Your instructions
Repeat exactly, and only, the lines from the one holding "Point to every instance of the rear door" through the last line of the records below.
*****
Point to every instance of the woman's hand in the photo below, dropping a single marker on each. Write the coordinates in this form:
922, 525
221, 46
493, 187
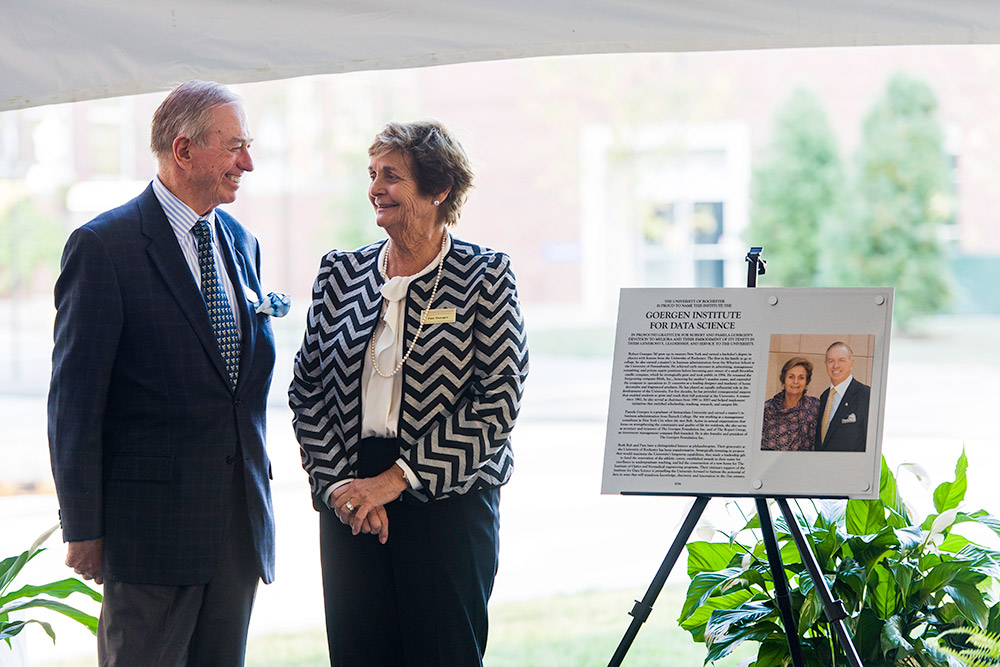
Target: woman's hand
361, 503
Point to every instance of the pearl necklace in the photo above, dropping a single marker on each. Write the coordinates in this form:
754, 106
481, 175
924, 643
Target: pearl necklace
384, 269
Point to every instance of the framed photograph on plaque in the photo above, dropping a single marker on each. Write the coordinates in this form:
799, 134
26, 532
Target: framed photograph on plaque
748, 392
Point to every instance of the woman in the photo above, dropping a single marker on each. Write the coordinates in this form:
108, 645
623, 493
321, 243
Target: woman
790, 416
404, 395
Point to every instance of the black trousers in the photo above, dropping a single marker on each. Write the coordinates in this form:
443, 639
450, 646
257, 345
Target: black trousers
186, 626
420, 600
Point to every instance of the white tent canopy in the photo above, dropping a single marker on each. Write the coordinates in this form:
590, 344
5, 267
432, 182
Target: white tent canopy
67, 50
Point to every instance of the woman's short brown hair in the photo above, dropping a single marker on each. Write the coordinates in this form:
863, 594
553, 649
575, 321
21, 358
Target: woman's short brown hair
792, 363
439, 161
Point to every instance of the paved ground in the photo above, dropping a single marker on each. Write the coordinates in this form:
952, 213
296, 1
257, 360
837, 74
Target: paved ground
559, 535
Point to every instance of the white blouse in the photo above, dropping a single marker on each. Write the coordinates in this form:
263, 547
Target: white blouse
381, 397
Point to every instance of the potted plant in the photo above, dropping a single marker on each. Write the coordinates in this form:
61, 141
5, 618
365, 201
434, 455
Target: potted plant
903, 581
15, 602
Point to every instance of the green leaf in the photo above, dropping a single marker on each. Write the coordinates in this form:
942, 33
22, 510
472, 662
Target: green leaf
703, 585
893, 637
885, 595
695, 623
57, 589
888, 493
10, 569
728, 628
982, 518
710, 556
83, 618
812, 605
868, 633
954, 543
941, 575
985, 561
865, 517
971, 601
869, 550
773, 652
9, 630
949, 495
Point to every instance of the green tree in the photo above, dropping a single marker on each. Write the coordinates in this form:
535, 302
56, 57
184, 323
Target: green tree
905, 195
795, 192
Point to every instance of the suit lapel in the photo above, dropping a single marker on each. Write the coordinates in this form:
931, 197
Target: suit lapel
842, 410
238, 270
168, 259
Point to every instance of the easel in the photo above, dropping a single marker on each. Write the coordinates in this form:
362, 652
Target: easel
835, 611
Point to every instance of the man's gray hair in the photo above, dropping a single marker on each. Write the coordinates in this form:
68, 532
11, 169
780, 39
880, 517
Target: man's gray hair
187, 112
844, 345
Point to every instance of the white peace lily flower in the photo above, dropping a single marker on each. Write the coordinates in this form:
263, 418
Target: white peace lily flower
705, 530
917, 471
942, 522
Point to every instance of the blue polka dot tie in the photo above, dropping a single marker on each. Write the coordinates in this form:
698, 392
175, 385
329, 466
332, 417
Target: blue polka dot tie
219, 312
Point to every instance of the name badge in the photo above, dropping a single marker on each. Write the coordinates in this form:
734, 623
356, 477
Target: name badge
439, 315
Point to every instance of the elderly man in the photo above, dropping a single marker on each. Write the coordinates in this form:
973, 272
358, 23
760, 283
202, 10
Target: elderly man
160, 372
843, 407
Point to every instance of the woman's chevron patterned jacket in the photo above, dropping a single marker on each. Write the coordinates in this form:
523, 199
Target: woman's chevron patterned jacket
462, 384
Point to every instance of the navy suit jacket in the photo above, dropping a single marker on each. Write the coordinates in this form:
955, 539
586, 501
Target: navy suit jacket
144, 426
848, 430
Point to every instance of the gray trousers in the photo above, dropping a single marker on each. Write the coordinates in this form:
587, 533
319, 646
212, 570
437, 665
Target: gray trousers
147, 625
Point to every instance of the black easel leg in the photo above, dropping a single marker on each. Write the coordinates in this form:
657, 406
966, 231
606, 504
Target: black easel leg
835, 612
781, 594
640, 612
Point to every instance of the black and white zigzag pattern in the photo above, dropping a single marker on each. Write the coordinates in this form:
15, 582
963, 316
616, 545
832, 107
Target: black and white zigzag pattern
462, 385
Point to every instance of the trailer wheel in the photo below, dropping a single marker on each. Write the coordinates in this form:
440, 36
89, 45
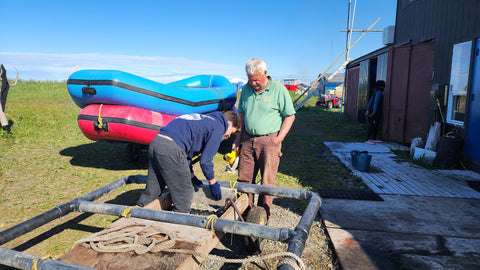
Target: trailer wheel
257, 215
330, 105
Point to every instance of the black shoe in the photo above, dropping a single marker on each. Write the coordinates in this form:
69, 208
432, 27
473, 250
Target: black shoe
7, 128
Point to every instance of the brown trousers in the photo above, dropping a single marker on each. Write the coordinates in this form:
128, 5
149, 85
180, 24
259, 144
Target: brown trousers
259, 153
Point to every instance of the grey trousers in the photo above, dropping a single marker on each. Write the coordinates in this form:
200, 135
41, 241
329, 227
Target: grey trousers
168, 166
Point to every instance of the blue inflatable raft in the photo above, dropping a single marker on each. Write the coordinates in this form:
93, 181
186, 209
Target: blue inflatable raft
197, 94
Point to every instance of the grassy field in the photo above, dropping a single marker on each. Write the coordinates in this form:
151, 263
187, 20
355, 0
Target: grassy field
47, 161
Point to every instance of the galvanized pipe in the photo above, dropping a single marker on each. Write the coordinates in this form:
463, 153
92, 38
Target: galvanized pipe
25, 261
63, 209
301, 194
35, 222
296, 245
222, 225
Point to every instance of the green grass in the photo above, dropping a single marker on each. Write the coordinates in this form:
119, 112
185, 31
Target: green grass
47, 161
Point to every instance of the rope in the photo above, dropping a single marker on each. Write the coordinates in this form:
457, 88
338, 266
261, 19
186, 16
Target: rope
210, 220
36, 260
139, 238
100, 120
126, 212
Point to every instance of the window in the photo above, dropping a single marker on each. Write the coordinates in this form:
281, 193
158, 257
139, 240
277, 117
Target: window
457, 95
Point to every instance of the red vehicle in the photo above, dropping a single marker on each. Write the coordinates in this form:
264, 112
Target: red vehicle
291, 84
328, 101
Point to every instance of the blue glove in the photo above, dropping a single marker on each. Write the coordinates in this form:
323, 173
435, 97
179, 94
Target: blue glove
196, 183
216, 191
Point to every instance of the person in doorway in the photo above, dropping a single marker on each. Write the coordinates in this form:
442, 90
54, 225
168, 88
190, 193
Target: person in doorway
171, 152
374, 112
267, 114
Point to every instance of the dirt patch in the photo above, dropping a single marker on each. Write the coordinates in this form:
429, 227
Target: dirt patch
285, 213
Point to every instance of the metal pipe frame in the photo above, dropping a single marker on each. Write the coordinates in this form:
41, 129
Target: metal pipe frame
296, 238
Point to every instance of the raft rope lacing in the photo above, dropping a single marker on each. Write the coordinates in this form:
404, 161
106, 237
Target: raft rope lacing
100, 120
142, 238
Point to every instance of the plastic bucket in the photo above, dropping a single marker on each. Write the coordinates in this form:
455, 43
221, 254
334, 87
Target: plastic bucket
354, 154
363, 161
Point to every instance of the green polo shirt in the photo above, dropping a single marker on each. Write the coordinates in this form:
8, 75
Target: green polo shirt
264, 112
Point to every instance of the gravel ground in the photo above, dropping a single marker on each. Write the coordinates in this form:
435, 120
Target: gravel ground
317, 253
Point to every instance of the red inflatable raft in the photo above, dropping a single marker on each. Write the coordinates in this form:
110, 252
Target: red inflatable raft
121, 123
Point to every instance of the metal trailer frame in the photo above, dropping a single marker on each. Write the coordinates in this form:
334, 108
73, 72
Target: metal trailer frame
295, 238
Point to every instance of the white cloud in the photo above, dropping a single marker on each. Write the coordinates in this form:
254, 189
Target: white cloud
58, 67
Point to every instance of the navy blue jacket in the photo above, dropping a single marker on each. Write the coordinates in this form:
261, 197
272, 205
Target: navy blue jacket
198, 133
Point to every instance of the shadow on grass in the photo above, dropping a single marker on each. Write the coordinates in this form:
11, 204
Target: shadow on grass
107, 155
127, 198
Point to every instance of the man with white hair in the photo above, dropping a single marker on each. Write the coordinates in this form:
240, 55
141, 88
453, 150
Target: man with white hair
267, 114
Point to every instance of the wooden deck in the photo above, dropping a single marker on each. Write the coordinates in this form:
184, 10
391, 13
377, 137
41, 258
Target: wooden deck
390, 175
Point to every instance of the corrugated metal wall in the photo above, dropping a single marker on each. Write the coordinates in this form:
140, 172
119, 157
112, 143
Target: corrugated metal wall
407, 95
351, 94
363, 89
446, 21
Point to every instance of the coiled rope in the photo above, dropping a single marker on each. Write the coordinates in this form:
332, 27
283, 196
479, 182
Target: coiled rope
142, 238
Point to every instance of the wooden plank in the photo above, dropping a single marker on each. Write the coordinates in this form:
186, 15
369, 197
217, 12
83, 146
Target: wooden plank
187, 237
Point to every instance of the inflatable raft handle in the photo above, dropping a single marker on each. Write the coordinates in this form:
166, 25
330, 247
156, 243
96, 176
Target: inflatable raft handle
89, 91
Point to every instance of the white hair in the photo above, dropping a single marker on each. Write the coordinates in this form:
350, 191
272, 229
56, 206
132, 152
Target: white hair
255, 65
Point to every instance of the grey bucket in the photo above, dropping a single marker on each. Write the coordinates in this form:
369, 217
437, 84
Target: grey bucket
361, 160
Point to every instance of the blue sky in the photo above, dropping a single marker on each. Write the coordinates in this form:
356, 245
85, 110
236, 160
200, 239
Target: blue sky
170, 40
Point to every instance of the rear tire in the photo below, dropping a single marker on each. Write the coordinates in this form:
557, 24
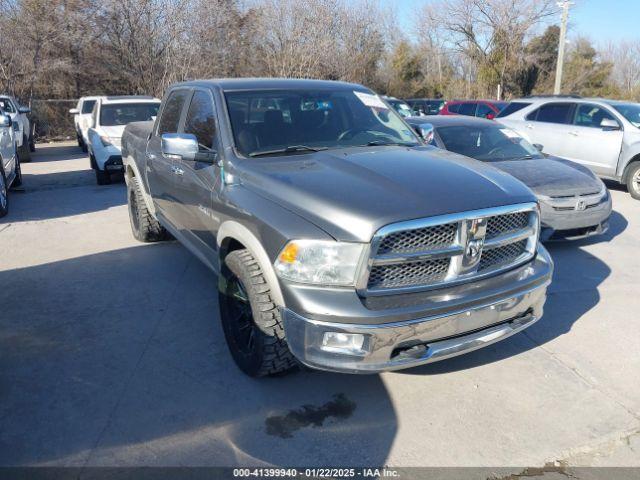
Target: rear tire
102, 177
633, 180
251, 320
4, 194
144, 227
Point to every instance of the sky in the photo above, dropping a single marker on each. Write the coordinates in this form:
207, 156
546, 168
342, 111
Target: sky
601, 21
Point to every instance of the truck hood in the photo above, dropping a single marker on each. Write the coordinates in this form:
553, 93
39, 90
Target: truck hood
351, 193
115, 131
552, 176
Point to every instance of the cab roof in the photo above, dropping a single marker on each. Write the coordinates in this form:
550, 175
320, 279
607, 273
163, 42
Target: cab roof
239, 84
128, 99
452, 120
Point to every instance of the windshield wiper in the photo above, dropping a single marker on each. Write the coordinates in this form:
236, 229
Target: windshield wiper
383, 143
289, 149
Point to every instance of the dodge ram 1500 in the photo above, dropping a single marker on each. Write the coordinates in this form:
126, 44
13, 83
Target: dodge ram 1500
340, 240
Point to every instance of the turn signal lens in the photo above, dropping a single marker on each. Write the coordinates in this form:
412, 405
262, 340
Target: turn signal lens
320, 262
289, 253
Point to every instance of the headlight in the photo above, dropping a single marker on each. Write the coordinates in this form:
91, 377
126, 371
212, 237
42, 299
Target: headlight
320, 262
106, 141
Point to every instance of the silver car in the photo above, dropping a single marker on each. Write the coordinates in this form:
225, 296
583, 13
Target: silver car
10, 175
601, 134
574, 203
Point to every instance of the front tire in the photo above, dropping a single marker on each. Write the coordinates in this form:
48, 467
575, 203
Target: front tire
251, 320
633, 180
144, 227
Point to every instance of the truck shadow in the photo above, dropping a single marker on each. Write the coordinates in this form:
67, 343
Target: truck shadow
572, 293
120, 357
54, 152
61, 192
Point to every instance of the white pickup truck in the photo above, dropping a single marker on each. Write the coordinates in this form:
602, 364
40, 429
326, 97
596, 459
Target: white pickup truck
21, 124
108, 118
82, 119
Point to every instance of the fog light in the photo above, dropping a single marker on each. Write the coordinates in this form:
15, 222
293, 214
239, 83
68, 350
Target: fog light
349, 343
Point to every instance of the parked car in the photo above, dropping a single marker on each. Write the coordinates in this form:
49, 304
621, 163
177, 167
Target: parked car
473, 108
22, 125
339, 239
10, 173
425, 106
574, 203
399, 106
108, 118
603, 135
82, 120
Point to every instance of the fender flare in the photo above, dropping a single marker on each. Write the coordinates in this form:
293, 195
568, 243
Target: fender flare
129, 163
234, 230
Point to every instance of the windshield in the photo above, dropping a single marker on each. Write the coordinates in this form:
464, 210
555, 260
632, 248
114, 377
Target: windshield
5, 104
487, 143
124, 113
401, 107
87, 106
630, 111
298, 121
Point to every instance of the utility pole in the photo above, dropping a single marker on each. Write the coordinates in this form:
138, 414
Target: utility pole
565, 4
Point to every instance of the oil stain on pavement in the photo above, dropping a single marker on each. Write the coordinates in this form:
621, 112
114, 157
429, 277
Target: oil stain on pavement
283, 426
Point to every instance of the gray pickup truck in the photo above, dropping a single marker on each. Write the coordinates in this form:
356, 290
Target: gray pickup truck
340, 240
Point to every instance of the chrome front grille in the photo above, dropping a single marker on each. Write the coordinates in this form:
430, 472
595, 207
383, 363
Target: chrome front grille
403, 274
445, 250
511, 222
570, 203
420, 239
501, 255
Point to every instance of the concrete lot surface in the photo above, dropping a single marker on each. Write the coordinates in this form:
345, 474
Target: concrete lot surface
111, 353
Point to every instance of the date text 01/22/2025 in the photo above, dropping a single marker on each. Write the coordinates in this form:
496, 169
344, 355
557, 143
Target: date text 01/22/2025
315, 472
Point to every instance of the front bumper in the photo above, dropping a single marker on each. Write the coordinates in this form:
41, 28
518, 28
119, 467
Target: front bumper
438, 332
574, 224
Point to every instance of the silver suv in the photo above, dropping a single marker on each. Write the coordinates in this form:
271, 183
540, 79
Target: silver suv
601, 134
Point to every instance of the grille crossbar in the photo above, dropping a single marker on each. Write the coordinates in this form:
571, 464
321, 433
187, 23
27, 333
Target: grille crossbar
437, 252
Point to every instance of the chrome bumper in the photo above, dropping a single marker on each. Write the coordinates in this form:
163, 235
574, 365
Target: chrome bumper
407, 344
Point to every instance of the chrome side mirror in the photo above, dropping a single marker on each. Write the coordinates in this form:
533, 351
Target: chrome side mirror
609, 124
426, 131
184, 146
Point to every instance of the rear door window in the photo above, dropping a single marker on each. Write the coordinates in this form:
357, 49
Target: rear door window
454, 107
200, 119
513, 107
552, 113
468, 109
170, 118
484, 110
588, 115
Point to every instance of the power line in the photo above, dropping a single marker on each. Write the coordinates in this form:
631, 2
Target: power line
565, 4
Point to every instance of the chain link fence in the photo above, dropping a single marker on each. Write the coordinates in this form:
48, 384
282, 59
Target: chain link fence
51, 119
*****
Solution to this problem
Point to every instance of the rear door window in the photo above, dropping a single marker on each. Write the coordinates in this form:
357, 49
Target: rear door window
454, 107
200, 119
513, 107
552, 113
468, 109
170, 118
484, 110
588, 115
Point to every instance of the power line in the photo above, dropping a single marker on each. Write the coordinates in this form:
631, 2
Target: power line
565, 4
Point to every instance of the chain link fence in the photo above, dropping a single marker on each. Write the coordinates in this form:
48, 384
282, 59
Target: chain link fence
51, 119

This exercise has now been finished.